--- Your goal ---
Continue the passage below about positive heart disease tests, starting after its final sentence.

--- Source extract ---
In our new book, we cite the famous Harvard Medical School experiment where doctors and medical students were asked the following question.
"One in a thousand people has a prevalence for a particular heart disease. There is a test to detect this disease. The test is 100% accurate for people who have the disease and is 95% accurate for those who don't (this means that 5% of people who do not have the disease will be wrongly diagnosed as having it)."
The answer (as explained here) is a bit less than 2% (which is interesting because most of the people in the study gave the answer as 95%).
Now a reader has posed the following problem:
I understand the 2% answer of a random person having the heart disease. What is the probability of that person having the disease if a 2nd test comes back positive? What about a 3rd test?
I have added this as an exercise to Chapter 6 of the book and provided a full answer - using a Bayesian network. In summary, if the tests are really independent (with the same level of accuracy) then if two tests are positive the probability of the disease rises to 28.592%; and when three tests are positive it rises to 88.899%.

--- Information provided ---
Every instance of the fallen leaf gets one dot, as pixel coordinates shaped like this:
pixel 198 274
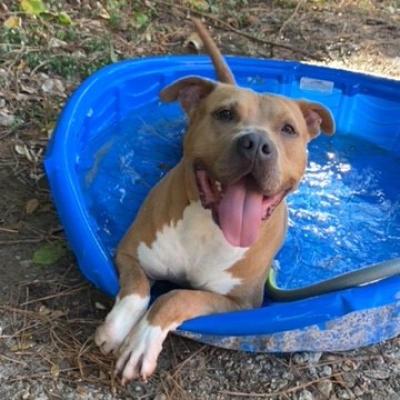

--- Solved problem ---
However, the tests can be dependent on each other and it is also possible that there are some personal features of the patient that lead to common test errors. These two situations (with particular assumed prior probabilities of the dependencies leads to a far lower probative value of the multiple positive test results. As shown in the solution, we get:
When the tests are directly dependent and two are positive the probability of disease only increases to 3.229%; with all three positive the probability only increases to 4.002%.
When there is a common source of error and two tests are positive the probability of disease increases to 13.805%; with all 3 tests positive, probability increases to 64.023%.